Short task 1
In the text on the Fountain of Knowledge, condense the paragraph that begins "Concerning Heresy (Perì eréseon)" into two or three sentences, keeping its main facts.
Short task 2
For each statement, say whether it agrees with the text on the Fountain of Knowledge. Answer yes or no, and quote the words that decide it.
(a) The Fountain of Knowledge is divided into three parts.
(b) The Philosophical Chapters deal mostly with theology.
(c) Chapter 101 is the first chapter of Concerning Heresy.

Document extract
** BEGIN **

Teachings and dogmatic works
- Fountain of Knowledge or The Fountain of Wisdom, is divided into three parts:
- Philosophical Chapters (Kefálea filosofiká) – commonly called "Dialectic", it deals mostly with logic, its primary purpose being to prepare the reader for a better understanding of the rest of the book.
- Concerning Heresy (Perì eréseon) – the last chapter of this part (Chapter 101) deals with the Heresy of the Ishmaelites. Unlike earlier sections devoted to other heresies, which are disposed of succinctly in just a few lines, this chapter runs into several pages. It constitutes one of the first Christian refutations of Islam. One of the most dominant translations is his polemical work Peri haireseon translated from Greek into Latin. His manuscript is one of the first Orthodox Christian refutations of Islam which has influenced the Western Catholic Church's attitude. It was among the first sources representing the Prophet of Islam Muhammad to the West as "false prophet," and "Antichrist."

** END **

Given data

** BEGIN **

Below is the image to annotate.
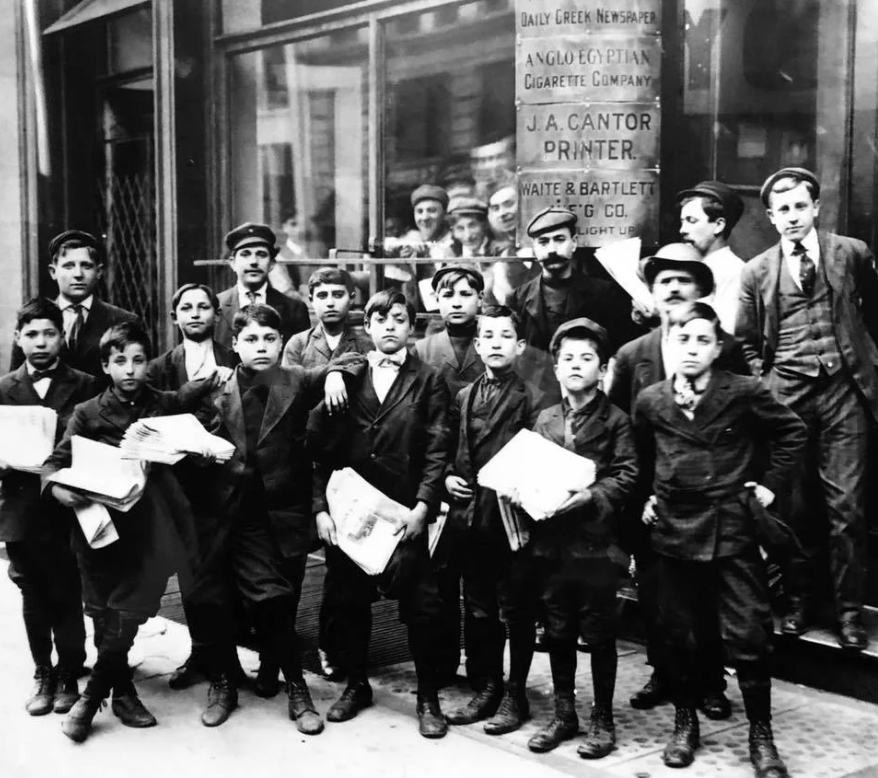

** END **

Task solution 1
Chapter 101, the last chapter of Concerning Heresy, covers the Heresy of the Ishmaelites at a length of several pages, while other heresies get only a few lines. It is one of the first Christian refutations of Islam and influenced the Western Catholic Church's attitude. It was also among the first sources to present Muhammad to the West as a "false prophet" and "Antichrist."

Task solution 2
(a) Yes: "is divided into three parts"
(b) No: "it deals mostly with logic"
(c) No: "the last chapter of this part (Chapter 101)"